Text for analysis:
·····

So yes....it was rougher than shit

YES WE WERE THE ONLY BOAT TO FISH TODAY....call us what you want....idiots, dedicated, dumbasses, morons, etc. etc. etc. Dickie Kaiser even called us his Heros.



The fish was 33.01 btw. It was by far the longest skinniest fish I've ever seen. Tommy also said it is the lowest weight even to make the board.



Alex has the pics and will post them in a little while


----------



## biggamefishr (Oct 26, 2007)

I think I forgot to mention that we were fishing a 19' cape horn while all the big boys were still tied up at the dock


----------



## John B. (Oct 2, 2007)

You're my hero josh oke


----------



## biggamefishr (Oct 26, 2007)

That means a lot coming from you chickenbone....you fish the pier today?


----------



## [email protected] (Mar 20, 2008)

I'm impressed. Good work!


----------



## whome (Oct 2, 2007)

alex tried to talk me into going around noon too...I was going to go just so they had 3 people, then he told me you were going so I went to work instead....congrats fellows, true modern day hero's!:letsdrink


----------



## Capt. Alex Pinney (Jan 23, 2008)

caught on a WILLY JOE CUSTOM !!!!


----------



## biggamefishr (Oct 26, 2007)

> *Water Hazard (3/26/2009)*alex tried to talk me into going around noon too...I was going to go just so they had 3 people, then he told me you were going so I went to work instead....congrats fellows, true modern day hero's!:letsdrink




good thing you didnt go today Jon....I ain't so sure the welds on the tower would of held up


----------



## biggamefishr (Oct 26, 2007)

and to be perfectly honesty with everyone....I wouldn't of cared one bit if that fish would of only been 40 inches and not made the tourny. The fact that we fished on a day like today, and we were the ONLY boat, and we caught a fish made the whole thing worth while. I would be just as stoked if it would of been a 30 inch throw back instead


----------



## LITECATCH (Oct 2, 2007)

can you say DUMBASS! hero's, thats BS. the hero's would have been the guys that would have gone out and got your dumb asses! crow while you may. you are on barrowed time! i can't believe the praise people are giving you guys. Ya'll are STUPID for fishing today. good luck guys, you will need it!


----------



## biggamefishr (Oct 26, 2007)

> *LITECATCH (3/26/2009)*can you say DUMBASS! hero's, thats BS. the hero's would have been the guys that would have gone out and got your dumb asses! crow while you may. you are on barrowed time! i can't believe the praise people are giving you guys. Ya'll are STUPID for fishing today. good luck guys, you will need it!




Now thats the kind of response I was looking for. Scott you are truly a man who understands the conditions we faced today. Thank you for being the voice of reason and adding a little more to this story so that people understand just how truly ballsy we were to fish. If we get the throttle problem worked out in the morning we'll probably fish tomorrow afternoon, see you out there?

·····

Extracted material:
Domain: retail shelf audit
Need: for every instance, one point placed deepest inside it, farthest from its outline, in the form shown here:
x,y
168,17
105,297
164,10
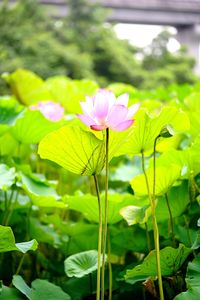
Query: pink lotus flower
x,y
105,111
50,110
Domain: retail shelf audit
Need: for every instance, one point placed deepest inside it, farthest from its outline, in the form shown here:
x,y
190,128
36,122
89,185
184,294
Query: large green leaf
x,y
8,145
187,159
192,281
74,149
178,198
146,129
165,178
32,127
171,260
10,112
21,285
7,177
70,92
40,289
81,264
40,192
7,242
78,234
88,205
28,87
44,290
9,294
46,233
135,214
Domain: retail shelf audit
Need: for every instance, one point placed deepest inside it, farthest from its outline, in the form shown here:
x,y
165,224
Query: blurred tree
x,y
83,45
167,67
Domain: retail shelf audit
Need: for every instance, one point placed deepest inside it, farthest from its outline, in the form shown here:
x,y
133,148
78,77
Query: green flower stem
x,y
155,225
109,268
105,217
20,264
149,195
99,240
152,201
148,237
171,219
8,209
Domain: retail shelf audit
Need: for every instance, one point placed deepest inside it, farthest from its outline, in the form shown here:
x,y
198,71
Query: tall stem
x,y
171,219
98,295
152,201
148,237
105,216
110,268
155,225
149,195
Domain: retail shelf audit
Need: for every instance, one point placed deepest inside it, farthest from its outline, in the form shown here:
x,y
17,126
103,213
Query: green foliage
x,y
171,261
192,281
79,151
41,200
82,46
81,264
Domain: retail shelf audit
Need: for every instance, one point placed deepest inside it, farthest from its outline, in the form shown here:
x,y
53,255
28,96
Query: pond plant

·····

Assignment 1:
Answer these from the fishing thread:
(a) What weight does the first post give for the fish?
(b) What boat were they fishing from?
(c) What was the fish caught on?
Assignment 2:
Write out the part of the fishing thread that begins at the words "## whome (Oct" and stops after "JOE CUSTOM !!!!".
The rows have nothing to do with the fishing thread.

Exercise response 1:
(a) 33.01
(b) A 19' Cape Horn
(c) A Willy Joe Custom

Exercise response 2:
## whome (Oct 2, 2007)

alex tried to talk me into going around noon too...I was going to go just so they had 3 people, then he told me you were going so I went to work instead....congrats fellows, true modern day hero's!:letsdrink


----------



## Capt. Alex Pinney (Jan 23, 2008)

caught on a WILLY JOE CUSTOM !!!!